Records supplied:
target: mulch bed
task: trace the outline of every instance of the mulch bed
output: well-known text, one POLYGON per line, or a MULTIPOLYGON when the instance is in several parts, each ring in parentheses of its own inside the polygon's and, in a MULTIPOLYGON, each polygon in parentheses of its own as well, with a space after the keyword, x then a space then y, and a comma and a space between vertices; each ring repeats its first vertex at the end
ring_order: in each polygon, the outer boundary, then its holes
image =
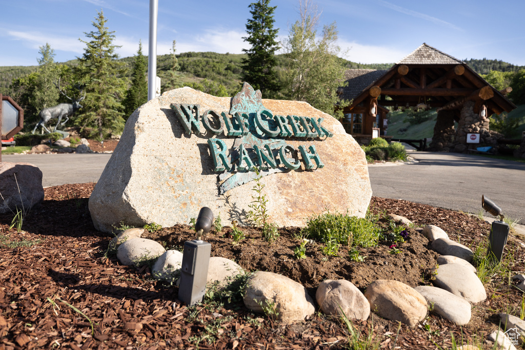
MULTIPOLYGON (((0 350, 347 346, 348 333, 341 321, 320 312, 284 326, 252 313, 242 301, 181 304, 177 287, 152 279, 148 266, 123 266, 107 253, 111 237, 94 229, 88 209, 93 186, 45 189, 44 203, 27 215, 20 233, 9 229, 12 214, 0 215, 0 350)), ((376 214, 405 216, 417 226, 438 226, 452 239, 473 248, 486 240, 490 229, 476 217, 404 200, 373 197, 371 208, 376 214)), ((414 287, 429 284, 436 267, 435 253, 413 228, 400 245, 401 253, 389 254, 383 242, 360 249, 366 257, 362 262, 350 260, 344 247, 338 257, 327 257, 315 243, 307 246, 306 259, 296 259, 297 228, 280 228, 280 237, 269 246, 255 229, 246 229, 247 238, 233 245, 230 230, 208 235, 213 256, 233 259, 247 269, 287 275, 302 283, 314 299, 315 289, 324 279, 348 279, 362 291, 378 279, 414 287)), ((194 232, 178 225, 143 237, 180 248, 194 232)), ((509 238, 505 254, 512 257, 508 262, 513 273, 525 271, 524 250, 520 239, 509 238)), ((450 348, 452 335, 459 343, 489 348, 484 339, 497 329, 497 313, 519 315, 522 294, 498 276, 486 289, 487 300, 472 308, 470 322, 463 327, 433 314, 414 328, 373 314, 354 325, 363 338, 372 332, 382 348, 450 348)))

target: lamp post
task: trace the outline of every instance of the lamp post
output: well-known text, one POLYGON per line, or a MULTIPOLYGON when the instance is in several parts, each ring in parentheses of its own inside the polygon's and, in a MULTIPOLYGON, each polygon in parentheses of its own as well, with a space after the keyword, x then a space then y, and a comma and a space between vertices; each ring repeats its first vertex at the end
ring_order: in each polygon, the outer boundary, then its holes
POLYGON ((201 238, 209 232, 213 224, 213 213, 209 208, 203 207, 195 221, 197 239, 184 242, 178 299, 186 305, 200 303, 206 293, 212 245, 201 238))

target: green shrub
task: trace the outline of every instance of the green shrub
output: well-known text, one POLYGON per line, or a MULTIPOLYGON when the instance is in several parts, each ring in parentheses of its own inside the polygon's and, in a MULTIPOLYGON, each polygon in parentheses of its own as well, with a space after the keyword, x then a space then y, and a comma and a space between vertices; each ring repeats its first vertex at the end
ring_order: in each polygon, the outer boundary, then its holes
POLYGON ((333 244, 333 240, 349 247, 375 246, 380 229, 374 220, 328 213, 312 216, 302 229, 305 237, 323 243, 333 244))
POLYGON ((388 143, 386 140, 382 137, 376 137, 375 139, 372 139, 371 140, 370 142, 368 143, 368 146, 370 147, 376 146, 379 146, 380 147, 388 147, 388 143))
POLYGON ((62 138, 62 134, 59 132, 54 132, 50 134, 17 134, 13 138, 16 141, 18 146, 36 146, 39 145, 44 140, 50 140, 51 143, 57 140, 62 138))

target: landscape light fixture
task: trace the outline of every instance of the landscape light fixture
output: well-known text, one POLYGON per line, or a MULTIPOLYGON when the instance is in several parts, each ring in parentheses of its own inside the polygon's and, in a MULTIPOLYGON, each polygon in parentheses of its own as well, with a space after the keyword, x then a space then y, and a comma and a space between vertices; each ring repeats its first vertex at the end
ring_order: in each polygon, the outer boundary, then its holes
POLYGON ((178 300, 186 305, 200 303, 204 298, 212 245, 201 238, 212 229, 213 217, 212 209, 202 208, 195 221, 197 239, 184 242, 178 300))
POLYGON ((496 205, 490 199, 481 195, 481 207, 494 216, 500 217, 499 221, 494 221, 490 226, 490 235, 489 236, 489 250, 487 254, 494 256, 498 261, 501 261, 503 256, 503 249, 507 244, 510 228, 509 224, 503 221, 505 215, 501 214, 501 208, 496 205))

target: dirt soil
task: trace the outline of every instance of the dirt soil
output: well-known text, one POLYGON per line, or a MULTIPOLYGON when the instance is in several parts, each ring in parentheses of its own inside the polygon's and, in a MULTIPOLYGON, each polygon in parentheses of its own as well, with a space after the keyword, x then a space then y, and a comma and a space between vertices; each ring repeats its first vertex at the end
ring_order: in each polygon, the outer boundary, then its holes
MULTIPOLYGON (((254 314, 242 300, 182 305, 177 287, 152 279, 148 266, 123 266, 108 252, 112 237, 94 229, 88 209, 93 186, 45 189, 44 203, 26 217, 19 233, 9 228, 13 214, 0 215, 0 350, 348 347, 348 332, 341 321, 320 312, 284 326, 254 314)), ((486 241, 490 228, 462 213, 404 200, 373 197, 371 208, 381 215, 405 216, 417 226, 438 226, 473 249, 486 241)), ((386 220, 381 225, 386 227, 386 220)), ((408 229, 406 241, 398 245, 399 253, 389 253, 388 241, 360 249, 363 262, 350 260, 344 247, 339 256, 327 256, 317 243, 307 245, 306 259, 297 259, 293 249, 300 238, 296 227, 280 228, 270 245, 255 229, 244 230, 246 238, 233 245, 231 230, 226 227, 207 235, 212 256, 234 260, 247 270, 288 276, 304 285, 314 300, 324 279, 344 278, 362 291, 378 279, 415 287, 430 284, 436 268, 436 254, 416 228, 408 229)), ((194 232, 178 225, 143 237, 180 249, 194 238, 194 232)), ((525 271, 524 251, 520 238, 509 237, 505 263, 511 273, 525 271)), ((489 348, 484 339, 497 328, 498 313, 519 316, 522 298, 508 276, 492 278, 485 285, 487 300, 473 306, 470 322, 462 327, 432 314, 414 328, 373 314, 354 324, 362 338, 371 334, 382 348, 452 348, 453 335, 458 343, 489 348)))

Short task: Rewrite all of the data above, replacing each "target" with "object" and leaving everything else unchanged. Omit the pictures from your copy.

Output for this exercise:
object: mulch bed
task: trace the outline of every instance of the mulch bed
output: well-known text, one POLYGON per line, or a MULTIPOLYGON when the instance is in several parts, each ring in parentheses of its own inside the polygon's and, in a MULTIPOLYGON, each polygon in parentheses of its own as well, with a space after the keyword, x then a space then y, and a comma and a space between vertices; each ring repeats its first vertex at the end
ring_order: in each polygon, the outer boundary, then its holes
image =
MULTIPOLYGON (((0 350, 347 346, 348 333, 341 321, 320 312, 284 326, 252 313, 242 301, 181 304, 177 287, 152 279, 148 266, 123 266, 107 253, 111 237, 94 229, 88 209, 93 186, 45 189, 44 203, 27 215, 20 233, 9 229, 12 214, 0 215, 0 350)), ((376 214, 405 216, 417 226, 438 226, 452 239, 473 248, 486 240, 490 229, 476 217, 404 200, 373 197, 371 208, 376 214)), ((414 287, 429 284, 436 267, 435 253, 413 228, 400 245, 401 253, 389 254, 383 242, 360 249, 366 257, 362 262, 350 260, 344 247, 338 257, 327 257, 315 243, 307 246, 306 259, 296 259, 297 228, 280 228, 280 237, 269 246, 255 229, 246 229, 247 238, 233 245, 230 230, 208 235, 213 256, 233 259, 247 269, 287 275, 302 283, 314 299, 315 289, 324 279, 348 279, 362 291, 378 279, 414 287)), ((194 232, 178 225, 143 237, 180 248, 194 232)), ((509 238, 505 254, 512 257, 508 262, 513 273, 525 271, 524 250, 520 239, 509 238)), ((450 348, 452 335, 459 343, 489 348, 484 339, 497 329, 497 313, 519 315, 522 294, 498 276, 486 289, 487 300, 472 308, 470 322, 463 327, 433 314, 414 328, 373 314, 354 325, 363 338, 372 332, 382 348, 450 348)))

object: lamp post
task: trace the outline of every instance of the lamp post
output: well-known text, one POLYGON per line, or a MULTIPOLYGON when the instance is in several parts, each ring in parentheses of its own inside the polygon's and, in a MULTIPOLYGON, each polygon in parentheses of its own as well, with a space after the keyword, x then a space then y, and a comma and a space between vertices; each ring repeats its first vertex at the end
ring_order: in each polygon, the outer boundary, then its holes
POLYGON ((201 238, 209 232, 213 224, 213 213, 209 208, 203 207, 195 221, 197 239, 184 242, 178 299, 186 305, 200 303, 206 293, 212 245, 201 238))

object: green shrub
task: trace the outline of every instance of the green shrub
output: well-known text, one POLYGON per line, or a MULTIPOLYGON when the instance is in several parts, each ring in parentheses of its own inside the polygon's and, in a MULTIPOLYGON, each polygon in parentheses of its own as well, with a space after the keyword, x then a space then y, and a comma and a space between vertices; each ring repeats its first vertex at the end
ring_order: in each polygon, the outer boundary, then its holes
POLYGON ((333 244, 333 240, 349 247, 375 246, 380 229, 374 220, 328 213, 312 216, 302 229, 305 237, 323 243, 333 244))
POLYGON ((388 143, 386 140, 382 137, 376 137, 375 139, 372 139, 371 140, 370 142, 368 143, 368 146, 370 147, 376 146, 379 146, 380 147, 388 147, 388 143))
POLYGON ((62 138, 62 134, 59 132, 54 132, 50 134, 17 134, 13 138, 16 141, 18 146, 36 146, 39 145, 44 140, 50 140, 51 143, 57 140, 62 138))

object: landscape light fixture
task: trace the outline of every instance of the landscape light fixture
output: well-known text, one POLYGON per line, or a MULTIPOLYGON when the instance is in several parts, each ring in parentheses of its own inside the polygon's and, in a MULTIPOLYGON, each polygon in parentheses of its own as well, with a space after the keyword, x then a space then y, and a comma and a space between vertices; each ring repeats its first vertex at the end
ring_order: in each polygon, the outer boundary, then its holes
POLYGON ((178 300, 186 305, 200 303, 204 298, 212 245, 201 238, 212 229, 213 217, 212 209, 202 208, 195 221, 197 239, 184 242, 178 300))
POLYGON ((496 205, 490 199, 481 195, 481 207, 494 216, 500 217, 499 221, 494 221, 490 226, 490 235, 489 236, 489 250, 487 254, 494 256, 498 261, 501 261, 503 256, 503 249, 507 244, 510 228, 509 224, 503 221, 505 215, 501 214, 501 208, 496 205))

object: dirt soil
task: trace the outline of every instance of the dirt soil
output: well-known text, one POLYGON per line, or a MULTIPOLYGON when the instance is in several parts, each ring in parentheses of its own inside the polygon's and, in a MULTIPOLYGON, each polygon in parentheses of its own as well, with a space after the keyword, x then a space then y, and a comma and a space between vertices; each ring repeats its first vertex at the end
ring_order: in each polygon, the outer boundary, then its holes
MULTIPOLYGON (((254 314, 242 300, 182 305, 177 287, 152 279, 148 266, 123 266, 108 252, 112 237, 94 229, 88 209, 93 186, 45 189, 44 203, 26 217, 19 233, 9 228, 13 214, 0 215, 0 350, 348 347, 348 332, 341 321, 320 312, 284 326, 254 314)), ((486 241, 490 228, 462 213, 404 200, 373 197, 371 208, 381 215, 405 216, 417 226, 438 226, 473 249, 486 241)), ((386 220, 381 225, 386 227, 386 220)), ((408 229, 406 241, 398 245, 399 253, 389 253, 388 241, 360 249, 363 262, 350 260, 344 247, 339 256, 327 256, 317 243, 307 245, 306 259, 297 259, 293 249, 300 238, 296 227, 280 228, 270 245, 255 229, 244 230, 246 238, 233 245, 231 230, 226 227, 207 235, 212 256, 234 260, 247 270, 288 276, 304 285, 314 300, 324 279, 344 278, 362 291, 378 279, 415 287, 430 284, 436 268, 436 254, 416 228, 408 229)), ((194 232, 178 225, 143 237, 180 249, 194 238, 194 232)), ((525 271, 524 251, 520 238, 509 237, 505 263, 511 273, 525 271)), ((489 348, 484 339, 497 328, 498 313, 519 316, 522 298, 508 276, 492 278, 485 285, 487 300, 473 306, 470 322, 462 327, 432 314, 414 328, 373 314, 354 324, 362 338, 371 334, 382 348, 452 348, 453 335, 458 343, 489 348)))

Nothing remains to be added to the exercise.